### Activity:
Please report how many lines in the data underneath hold the word "sign", with no other text.

### Excerpts from a dataset:

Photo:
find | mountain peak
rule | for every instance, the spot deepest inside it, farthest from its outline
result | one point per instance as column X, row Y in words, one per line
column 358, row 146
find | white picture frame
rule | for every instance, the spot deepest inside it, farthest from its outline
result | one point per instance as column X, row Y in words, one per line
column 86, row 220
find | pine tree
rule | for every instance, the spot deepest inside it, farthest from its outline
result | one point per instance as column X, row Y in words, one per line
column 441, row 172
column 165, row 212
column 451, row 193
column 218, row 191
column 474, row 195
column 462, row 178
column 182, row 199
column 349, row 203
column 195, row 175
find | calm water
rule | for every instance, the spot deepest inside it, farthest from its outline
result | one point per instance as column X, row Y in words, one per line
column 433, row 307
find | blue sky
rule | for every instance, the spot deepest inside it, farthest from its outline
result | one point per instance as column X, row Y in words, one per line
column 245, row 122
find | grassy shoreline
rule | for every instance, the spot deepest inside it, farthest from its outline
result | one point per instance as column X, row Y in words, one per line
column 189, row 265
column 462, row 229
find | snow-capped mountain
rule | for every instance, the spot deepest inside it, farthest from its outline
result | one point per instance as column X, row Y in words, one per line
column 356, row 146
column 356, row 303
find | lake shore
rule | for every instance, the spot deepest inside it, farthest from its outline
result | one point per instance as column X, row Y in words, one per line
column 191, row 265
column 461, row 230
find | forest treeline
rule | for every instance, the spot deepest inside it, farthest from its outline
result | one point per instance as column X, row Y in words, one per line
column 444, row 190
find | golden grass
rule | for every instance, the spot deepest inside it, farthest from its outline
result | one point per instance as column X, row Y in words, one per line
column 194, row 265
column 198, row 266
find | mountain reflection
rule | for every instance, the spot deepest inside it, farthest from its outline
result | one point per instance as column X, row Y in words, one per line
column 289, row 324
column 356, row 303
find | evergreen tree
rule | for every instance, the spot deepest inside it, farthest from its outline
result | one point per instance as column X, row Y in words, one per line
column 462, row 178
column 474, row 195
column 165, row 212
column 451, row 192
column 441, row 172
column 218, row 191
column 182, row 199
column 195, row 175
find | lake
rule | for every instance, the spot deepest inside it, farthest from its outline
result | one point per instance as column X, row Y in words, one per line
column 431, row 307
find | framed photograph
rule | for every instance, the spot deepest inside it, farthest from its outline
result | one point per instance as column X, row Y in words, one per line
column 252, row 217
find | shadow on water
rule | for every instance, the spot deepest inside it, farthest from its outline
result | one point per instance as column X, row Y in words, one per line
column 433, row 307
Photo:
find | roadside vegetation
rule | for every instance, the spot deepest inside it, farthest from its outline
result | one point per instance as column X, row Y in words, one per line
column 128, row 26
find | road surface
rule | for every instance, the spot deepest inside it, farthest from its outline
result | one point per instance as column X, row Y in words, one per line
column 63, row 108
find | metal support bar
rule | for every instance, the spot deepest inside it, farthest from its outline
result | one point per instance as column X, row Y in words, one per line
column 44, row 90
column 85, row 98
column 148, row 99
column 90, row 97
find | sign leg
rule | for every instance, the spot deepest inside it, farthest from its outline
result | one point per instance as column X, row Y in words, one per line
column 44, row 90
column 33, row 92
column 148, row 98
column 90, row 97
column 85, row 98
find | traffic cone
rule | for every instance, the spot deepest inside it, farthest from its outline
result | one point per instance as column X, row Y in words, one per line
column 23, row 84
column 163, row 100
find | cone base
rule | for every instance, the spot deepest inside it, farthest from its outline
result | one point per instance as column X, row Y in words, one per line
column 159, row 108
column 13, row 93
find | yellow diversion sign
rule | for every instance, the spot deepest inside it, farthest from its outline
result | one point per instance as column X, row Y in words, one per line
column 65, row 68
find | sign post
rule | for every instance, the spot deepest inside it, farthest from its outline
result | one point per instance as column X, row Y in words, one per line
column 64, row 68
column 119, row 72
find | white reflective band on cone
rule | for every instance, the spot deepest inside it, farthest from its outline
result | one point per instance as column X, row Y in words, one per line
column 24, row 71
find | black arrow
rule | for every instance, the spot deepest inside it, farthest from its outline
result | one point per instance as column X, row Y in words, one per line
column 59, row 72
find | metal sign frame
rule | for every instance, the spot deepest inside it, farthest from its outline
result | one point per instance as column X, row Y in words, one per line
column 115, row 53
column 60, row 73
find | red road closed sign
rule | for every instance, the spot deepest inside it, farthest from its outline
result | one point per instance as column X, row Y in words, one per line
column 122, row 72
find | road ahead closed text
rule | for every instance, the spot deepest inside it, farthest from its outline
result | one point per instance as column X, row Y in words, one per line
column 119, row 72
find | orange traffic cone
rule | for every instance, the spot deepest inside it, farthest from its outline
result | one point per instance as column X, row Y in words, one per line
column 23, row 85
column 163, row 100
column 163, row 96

### Task response:
5